START Data for the task

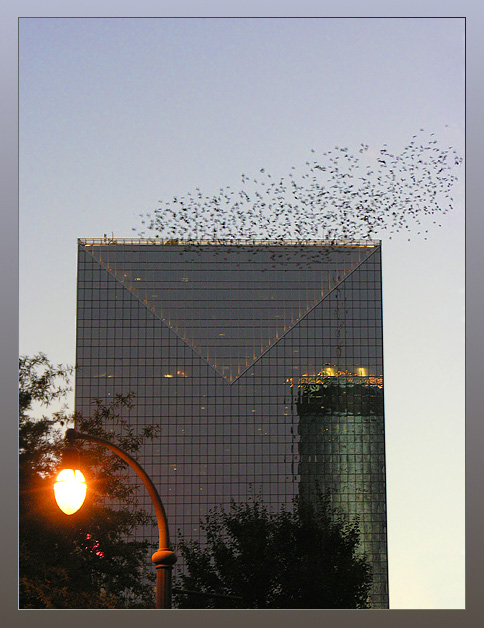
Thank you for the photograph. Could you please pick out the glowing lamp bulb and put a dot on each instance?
(70, 490)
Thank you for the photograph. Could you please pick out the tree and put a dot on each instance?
(85, 560)
(304, 558)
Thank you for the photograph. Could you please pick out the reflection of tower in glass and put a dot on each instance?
(341, 450)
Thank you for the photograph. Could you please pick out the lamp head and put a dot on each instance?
(70, 486)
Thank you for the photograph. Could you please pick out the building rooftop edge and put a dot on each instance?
(112, 241)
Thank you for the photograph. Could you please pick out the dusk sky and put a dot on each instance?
(116, 114)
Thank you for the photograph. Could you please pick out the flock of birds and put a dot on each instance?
(338, 195)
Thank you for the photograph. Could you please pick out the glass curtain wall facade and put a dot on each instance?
(262, 364)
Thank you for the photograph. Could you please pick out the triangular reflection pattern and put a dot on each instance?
(221, 299)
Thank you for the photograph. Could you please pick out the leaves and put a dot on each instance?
(306, 557)
(89, 559)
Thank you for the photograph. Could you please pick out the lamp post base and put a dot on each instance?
(164, 560)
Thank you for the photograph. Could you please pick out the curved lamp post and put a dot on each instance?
(70, 491)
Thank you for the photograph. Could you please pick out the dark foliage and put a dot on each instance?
(306, 558)
(85, 560)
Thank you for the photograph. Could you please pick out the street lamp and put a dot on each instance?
(70, 491)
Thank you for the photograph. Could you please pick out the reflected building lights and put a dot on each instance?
(260, 381)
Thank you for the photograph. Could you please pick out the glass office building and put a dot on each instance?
(261, 362)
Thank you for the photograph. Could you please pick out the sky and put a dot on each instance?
(116, 114)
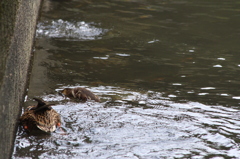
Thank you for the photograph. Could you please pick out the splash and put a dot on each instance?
(69, 30)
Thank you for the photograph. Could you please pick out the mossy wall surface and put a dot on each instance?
(18, 19)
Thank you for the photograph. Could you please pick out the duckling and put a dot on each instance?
(80, 93)
(42, 116)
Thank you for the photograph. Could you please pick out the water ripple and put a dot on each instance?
(69, 30)
(157, 128)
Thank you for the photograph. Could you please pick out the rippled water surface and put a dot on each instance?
(167, 74)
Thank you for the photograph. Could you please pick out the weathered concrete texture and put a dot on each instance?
(18, 23)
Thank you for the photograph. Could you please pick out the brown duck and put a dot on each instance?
(42, 117)
(80, 93)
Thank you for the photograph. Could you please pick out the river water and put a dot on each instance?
(166, 71)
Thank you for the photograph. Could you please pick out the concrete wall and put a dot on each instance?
(18, 20)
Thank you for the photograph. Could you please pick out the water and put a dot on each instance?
(166, 72)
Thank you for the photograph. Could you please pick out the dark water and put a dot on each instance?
(167, 73)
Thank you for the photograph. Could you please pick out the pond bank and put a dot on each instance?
(18, 24)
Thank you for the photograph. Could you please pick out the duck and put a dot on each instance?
(79, 93)
(42, 117)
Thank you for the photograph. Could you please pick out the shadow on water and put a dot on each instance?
(166, 73)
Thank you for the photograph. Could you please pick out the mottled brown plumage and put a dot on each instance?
(80, 93)
(42, 117)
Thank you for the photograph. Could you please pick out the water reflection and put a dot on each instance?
(131, 124)
(166, 72)
(69, 30)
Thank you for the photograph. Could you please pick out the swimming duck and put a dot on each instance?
(80, 93)
(42, 116)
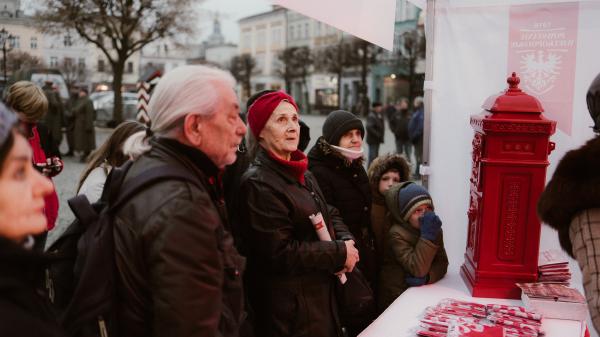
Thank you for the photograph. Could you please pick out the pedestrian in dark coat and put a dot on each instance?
(400, 129)
(53, 120)
(336, 160)
(290, 271)
(22, 190)
(571, 205)
(85, 136)
(415, 131)
(179, 273)
(385, 172)
(375, 131)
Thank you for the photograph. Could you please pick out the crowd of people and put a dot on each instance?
(253, 237)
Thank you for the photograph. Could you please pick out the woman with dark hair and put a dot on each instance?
(291, 272)
(108, 155)
(22, 192)
(29, 102)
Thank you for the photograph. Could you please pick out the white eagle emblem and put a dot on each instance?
(539, 72)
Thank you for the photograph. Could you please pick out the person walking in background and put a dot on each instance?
(53, 119)
(375, 131)
(28, 101)
(101, 161)
(336, 160)
(178, 271)
(384, 172)
(22, 192)
(84, 133)
(402, 117)
(290, 271)
(415, 132)
(69, 121)
(571, 205)
(415, 253)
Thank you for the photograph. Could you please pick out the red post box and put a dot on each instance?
(510, 156)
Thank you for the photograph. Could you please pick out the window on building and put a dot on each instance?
(68, 40)
(261, 39)
(16, 42)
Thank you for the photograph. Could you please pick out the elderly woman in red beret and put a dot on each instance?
(291, 272)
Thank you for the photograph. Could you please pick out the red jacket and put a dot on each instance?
(39, 157)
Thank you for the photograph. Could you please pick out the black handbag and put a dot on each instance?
(356, 302)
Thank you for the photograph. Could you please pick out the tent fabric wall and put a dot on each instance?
(470, 64)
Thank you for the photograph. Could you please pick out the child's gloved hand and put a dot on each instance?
(430, 226)
(415, 281)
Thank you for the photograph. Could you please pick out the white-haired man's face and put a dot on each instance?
(222, 133)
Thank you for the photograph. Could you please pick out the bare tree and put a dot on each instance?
(241, 67)
(364, 55)
(118, 28)
(72, 72)
(296, 62)
(335, 59)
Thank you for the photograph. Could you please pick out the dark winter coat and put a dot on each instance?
(53, 119)
(408, 254)
(375, 128)
(179, 273)
(290, 272)
(401, 125)
(24, 312)
(416, 126)
(345, 186)
(379, 221)
(85, 137)
(574, 187)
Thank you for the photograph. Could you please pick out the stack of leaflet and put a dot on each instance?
(553, 267)
(453, 318)
(554, 300)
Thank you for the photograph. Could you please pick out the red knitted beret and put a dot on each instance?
(260, 111)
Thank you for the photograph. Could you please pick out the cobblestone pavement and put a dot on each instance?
(66, 182)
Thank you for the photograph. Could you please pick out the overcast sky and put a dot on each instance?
(230, 11)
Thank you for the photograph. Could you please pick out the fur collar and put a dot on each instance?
(574, 187)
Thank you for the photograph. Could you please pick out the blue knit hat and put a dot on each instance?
(404, 198)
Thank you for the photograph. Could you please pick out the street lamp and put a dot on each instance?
(5, 37)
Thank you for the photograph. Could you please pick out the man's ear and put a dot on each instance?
(192, 126)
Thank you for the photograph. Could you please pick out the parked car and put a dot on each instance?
(104, 106)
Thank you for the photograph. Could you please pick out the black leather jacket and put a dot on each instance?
(179, 274)
(290, 271)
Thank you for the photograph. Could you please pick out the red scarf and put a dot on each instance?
(297, 165)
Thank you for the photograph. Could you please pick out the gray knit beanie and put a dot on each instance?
(404, 198)
(338, 123)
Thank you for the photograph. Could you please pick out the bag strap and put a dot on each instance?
(82, 209)
(150, 177)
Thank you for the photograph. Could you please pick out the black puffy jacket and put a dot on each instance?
(23, 311)
(290, 272)
(179, 273)
(346, 187)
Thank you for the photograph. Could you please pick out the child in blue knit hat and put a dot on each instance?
(415, 253)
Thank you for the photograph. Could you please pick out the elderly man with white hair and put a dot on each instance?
(178, 271)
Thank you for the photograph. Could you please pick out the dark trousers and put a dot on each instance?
(373, 152)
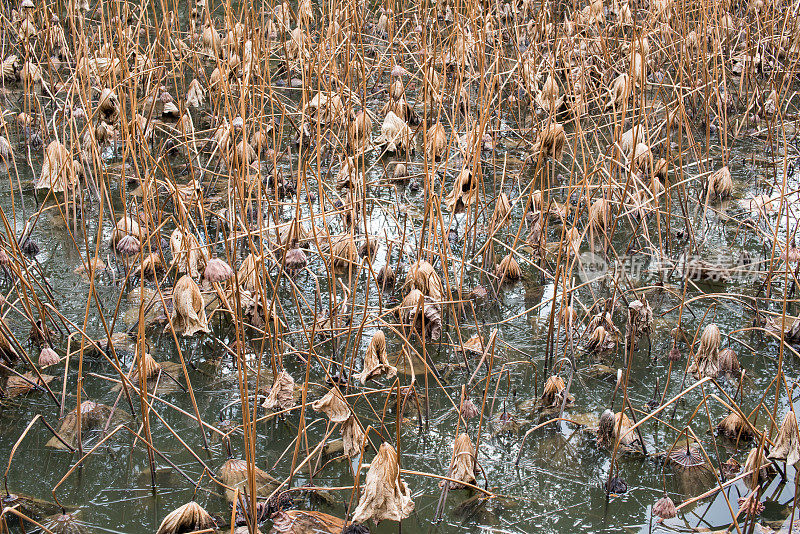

END Data for the task

Reproduce the material above exactly but drop all images.

Exercise output:
Thank you for the photograph. Could you please pick out the glowing lamp bulb and put a dot on each instance?
(70, 490)
Thank you for the photograph. Could you please pick out the tree and put a dot on each instance?
(85, 560)
(304, 558)
Thank you for the photograph. Could you please pick out the reflection of tower in glass and put a dot on each instance?
(341, 450)
Thank you for the photograph. Could you please pick out the lamp head and put a dot on each instance?
(70, 486)
Thank you for the photograph. Could you please pick out the building rooftop edge and put a dot on each instance?
(112, 241)
Thank you for the photograph. Could you please pick out the dusk sky and put a dot on each instance?
(116, 114)
Thank you for the photograph. Could you please pick out the flock of birds and put a dot on each instance?
(338, 195)
Thank you for the photograph. Could you please pick out the glass curtain wall facade and put a dot on each instance?
(262, 364)
Thank you for the photograph. Could you please pick out the triangular reflection pattern and put a dot on each instance?
(221, 299)
Thank you for the photograph. Could you please pick out the leaves and put a dot on each instance?
(306, 557)
(89, 559)
Thank you for the photograph. Could you please pick out the lamp post base and put a dot on each instance?
(164, 560)
Thank you for the photograph. Could you please pick out the curved lamp post and put a dot on each instance?
(70, 491)
Thank you for the photograph. Could you please pick out the dark foliage and put a dot on each instance?
(306, 558)
(85, 560)
Thank you for the photograph. Could you please pick out the street lamp and put a dot on each instance?
(70, 491)
Thank you for the photograph. Could you please pick out the reflected building lights and put a dot on each instance?
(260, 381)
Thank you for the photograph. Could you please pick out the glass office building and put a dot on each instance?
(261, 362)
Thank you for the photograph. Could you please pick out the sky and put a dot on each instance?
(116, 114)
Thank you for the photograph. Could you please pick out the splash and put a dot on each instance?
(69, 30)
Thank you for the photograph. Could you please pick out the mossy wall surface and put a dot on each instance?
(18, 19)
Thank you for the photograph. Could you please pick out the duckling and put a dot on each instance?
(80, 93)
(42, 116)
Thank you for the photograph. Could you please pick out the water ripple and put a dot on each instance?
(69, 30)
(157, 128)
Thank you for the photograph. Could you please pick out the rippled water surface and put a dot on each instance?
(167, 74)
Thank you for the photograph. Could you please pick out the weathered concrete texture and put a dot on each instance?
(18, 23)
Thank you for the photograph. Could you please pick out the brown duck and put a dot on each instance?
(42, 117)
(80, 93)
Thank you for the photograph. Could you please pick out the river water and put a dot on each instance?
(166, 71)
Thank you for the photograph. Could you please pick out the concrete wall and put a dot on each instance?
(18, 20)
Thank you for the photograph. Could you please pick out the water and put a dot on each instance?
(166, 72)
Thank you for the photograph. Could you please pick out the dark water and put a dot on each instance?
(167, 73)
Thank you for the photograph. Could you please pick out the pond bank and put a dot on each instance?
(18, 24)
Thank you for the photograph. Could you please pick out the duck and put a dot on each instance?
(79, 93)
(42, 117)
Thank you for the photograph. Could you please pick out the shadow on water and put a dot on each instance?
(166, 73)
Thank you for the photograph. Could you please pick out the mottled brown plumage and put a dot on each instance?
(80, 93)
(42, 117)
Thank you for the photograph. Could you please pick out the water reflection and put a dot on each instance?
(131, 124)
(166, 72)
(69, 30)
Thank you for the photograph. Could you please pick out the swimming duck and put a dot on each instance?
(80, 93)
(42, 116)
Thank you for the photograph. Could you please pick out the pedestrian in dark coat and put a dot on each instance?
(400, 129)
(53, 120)
(336, 160)
(290, 271)
(22, 190)
(571, 205)
(85, 136)
(415, 131)
(179, 273)
(385, 172)
(375, 131)
Thank you for the photograph. Could you please pick out the crowd of people and put a dot on each instance?
(253, 237)
Thank you for the photograph. Could you please pick out the woman with dark hair and put a dot on each instance?
(291, 272)
(108, 155)
(22, 192)
(29, 102)
Thank you for the photograph. Could you please pick out the white eagle emblem and put a dot on each instance?
(539, 72)
Thank you for the photograph. Could you please pick out the person walking in background and put a dot on each instance?
(53, 119)
(375, 131)
(28, 101)
(101, 161)
(336, 160)
(178, 271)
(384, 172)
(22, 192)
(84, 133)
(402, 117)
(290, 271)
(415, 132)
(69, 121)
(571, 205)
(415, 253)
Thank you for the photograph. Could you please pick out the red post box and put a dot on each instance?
(510, 156)
Thank you for the photograph. Could you please pick out the window on building and put a dot on each instance?
(68, 40)
(261, 39)
(16, 42)
Thank you for the photograph. Could you please pick out the elderly woman in red beret and put a dot on each instance?
(291, 272)
Thank you for the photograph. Could you please pick out the red jacket and put a dot on each instance?
(39, 157)
Thank you for the photograph. Could you please pick out the black handbag and put a dot on each instance?
(356, 302)
Thank you for the photograph. Could you please pick out the tent fabric wall and put a dot on each instance?
(470, 64)
Thank you for the photograph. Could you please pick out the child's gloved hand and put a dot on each instance?
(430, 226)
(415, 281)
Thank you for the photograph. Could you please pick out the white-haired man's face and put a dot on each instance?
(222, 133)
Thank you for the photograph. Could you please pick out the bare tree and put a dot on each instance?
(241, 67)
(364, 55)
(118, 28)
(72, 72)
(296, 62)
(335, 59)
Thank you for the photograph. Could you please pick out the dark winter coat and put a dot on each instance?
(53, 119)
(408, 254)
(375, 128)
(179, 273)
(290, 272)
(401, 125)
(24, 312)
(416, 126)
(345, 186)
(379, 221)
(85, 137)
(574, 187)
Thank you for the photograph. Could you please pick out the stack of leaflet and put a dot on each instance?
(553, 267)
(453, 318)
(554, 300)
Thank you for the photograph. Could you please pick out the red knitted beret and put a dot on each instance?
(260, 111)
Thank you for the photograph. Could you please pick out the cobblestone pavement and put a dot on each instance?
(66, 182)
Thank you for the photograph. Could you please pick out the overcast sky and put a dot on each instance?
(230, 11)
Thank you for the photograph. Could you please pick out the fur collar and put a dot on each instance?
(574, 187)
Thank you for the photograph. Could you please pick out the blue knit hat and put a dot on each instance?
(404, 198)
Thank you for the photograph. Could you please pick out the street lamp and put a dot on each instance?
(5, 37)
Thank you for the photograph. Could you please pick out the man's ear and put a dot on each instance?
(192, 126)
Thank you for the photograph. Could you please pick out the parked car and put a dot on each instance?
(104, 106)
Thank you for the photograph. Could you please pick out the black leather jacket and put a dot on each instance?
(179, 274)
(290, 271)
Thank you for the photograph. Could you please pick out the red scarf and put a dot on each instance?
(297, 165)
Thank you for the photograph. Could you please pick out the gray knit beanie and put a dot on each instance?
(404, 198)
(338, 123)
Thank you for the photograph. Could you please pick out the bag strap and put a dot on each instance?
(82, 209)
(150, 177)
Thank you for the photograph. Could you please pick out the black puffy jacket and put a dot on each instance?
(23, 311)
(290, 272)
(179, 273)
(346, 187)
Thank you for the photograph. Could you please pick out the child in blue knit hat and put a dot on each instance?
(415, 253)
Thank you for the photograph. Could you please pick out the elderly man with white hair and put a dot on each instance?
(178, 271)
Thank you for the photograph. Could you please pick out the dark trousers and put a dot on each instance?
(373, 152)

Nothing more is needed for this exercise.